_Material shown_.
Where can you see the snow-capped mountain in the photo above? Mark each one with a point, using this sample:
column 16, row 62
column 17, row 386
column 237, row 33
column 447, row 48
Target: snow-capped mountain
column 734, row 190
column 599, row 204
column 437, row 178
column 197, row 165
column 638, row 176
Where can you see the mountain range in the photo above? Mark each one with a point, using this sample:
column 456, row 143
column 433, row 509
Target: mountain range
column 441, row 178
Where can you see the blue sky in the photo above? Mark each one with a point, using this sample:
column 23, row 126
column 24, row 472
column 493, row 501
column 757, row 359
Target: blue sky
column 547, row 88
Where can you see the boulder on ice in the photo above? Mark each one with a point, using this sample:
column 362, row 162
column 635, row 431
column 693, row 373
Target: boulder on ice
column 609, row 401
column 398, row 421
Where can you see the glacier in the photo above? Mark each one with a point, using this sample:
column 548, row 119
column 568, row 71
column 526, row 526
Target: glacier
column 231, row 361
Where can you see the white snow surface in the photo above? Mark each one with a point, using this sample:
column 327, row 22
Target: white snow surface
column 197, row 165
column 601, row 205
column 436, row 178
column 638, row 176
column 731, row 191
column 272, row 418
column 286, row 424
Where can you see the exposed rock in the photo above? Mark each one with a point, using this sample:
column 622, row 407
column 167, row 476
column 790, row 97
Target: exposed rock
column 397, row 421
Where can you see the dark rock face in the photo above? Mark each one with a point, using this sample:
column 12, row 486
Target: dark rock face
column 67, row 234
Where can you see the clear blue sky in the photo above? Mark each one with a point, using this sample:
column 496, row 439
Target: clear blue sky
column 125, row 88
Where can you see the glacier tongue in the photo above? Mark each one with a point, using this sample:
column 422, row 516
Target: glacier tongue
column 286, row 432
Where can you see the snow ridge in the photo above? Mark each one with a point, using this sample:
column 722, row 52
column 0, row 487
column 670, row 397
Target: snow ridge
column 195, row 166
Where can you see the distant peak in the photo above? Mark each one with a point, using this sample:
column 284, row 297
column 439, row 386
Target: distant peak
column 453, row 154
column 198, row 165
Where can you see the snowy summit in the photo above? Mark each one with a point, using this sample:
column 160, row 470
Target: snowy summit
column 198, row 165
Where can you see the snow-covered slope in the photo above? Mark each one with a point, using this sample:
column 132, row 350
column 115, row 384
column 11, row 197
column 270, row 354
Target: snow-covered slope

_Work to do_.
Copy all of the data above line by line, without changing a single character.

_Result of this task_.
Where can you see the snow-capped mountain in the photo above? Mark each one with a point, using this sample:
column 16, row 62
column 17, row 386
column 237, row 33
column 447, row 48
Target: snow-capped mountain
column 734, row 190
column 599, row 204
column 437, row 178
column 197, row 165
column 638, row 176
Where can you see the mountain range in the photo above? Mark each one with a point, using this sample:
column 456, row 143
column 433, row 509
Target: mountain range
column 441, row 178
Where can you see the blue sky in the photo above? Mark each one with a point, using this sample:
column 23, row 126
column 24, row 472
column 493, row 501
column 757, row 359
Target: blue sky
column 547, row 88
Where can you see the boulder on ice in the photo above? Mark each one with a point, using this sample:
column 362, row 162
column 635, row 431
column 693, row 373
Target: boulder on ice
column 609, row 401
column 398, row 421
Where can you see the glacier in the photo above? Mark each one with a point, using this sample:
column 548, row 119
column 568, row 71
column 526, row 526
Target: glacier
column 231, row 361
Where can you see the white snow surface in the photo above? Mark each one with a point, using this sample:
column 327, row 22
Target: white snow surface
column 197, row 165
column 601, row 205
column 436, row 178
column 638, row 176
column 731, row 191
column 272, row 418
column 286, row 424
Where can you see the exposed rock in the photo above? Mark each one with a point, using this sample:
column 622, row 407
column 167, row 476
column 790, row 97
Target: exposed rock
column 397, row 421
Where can you see the dark rock face in the photo above? Mark each one with a point, using this sample:
column 12, row 486
Target: dark rock face
column 67, row 234
Where can you see the clear blue sky in the photo above? Mark each one with a point, using this sample:
column 496, row 439
Target: clear blue sky
column 125, row 88
Where can you see the glacier tongue in the photo above? Mark each one with a point, using this sample:
column 422, row 516
Target: glacier tongue
column 286, row 432
Where can you see the snow ridge in the photo above? Mark each one with a point, using this sample:
column 722, row 52
column 0, row 487
column 670, row 397
Target: snow ridge
column 195, row 166
Where can you see the distant peak in the photo above? Mark each one with a point, using this sample:
column 284, row 297
column 439, row 386
Target: distant peak
column 453, row 154
column 198, row 165
Where can you see the snowy summit in the photo above? Mark each one with a point, using this sample:
column 160, row 470
Target: snowy summit
column 198, row 165
Where can you see the snow-covered slope in the photo above? Mark each one with a point, using this sample:
column 132, row 350
column 115, row 384
column 11, row 197
column 270, row 354
Target: snow-covered slope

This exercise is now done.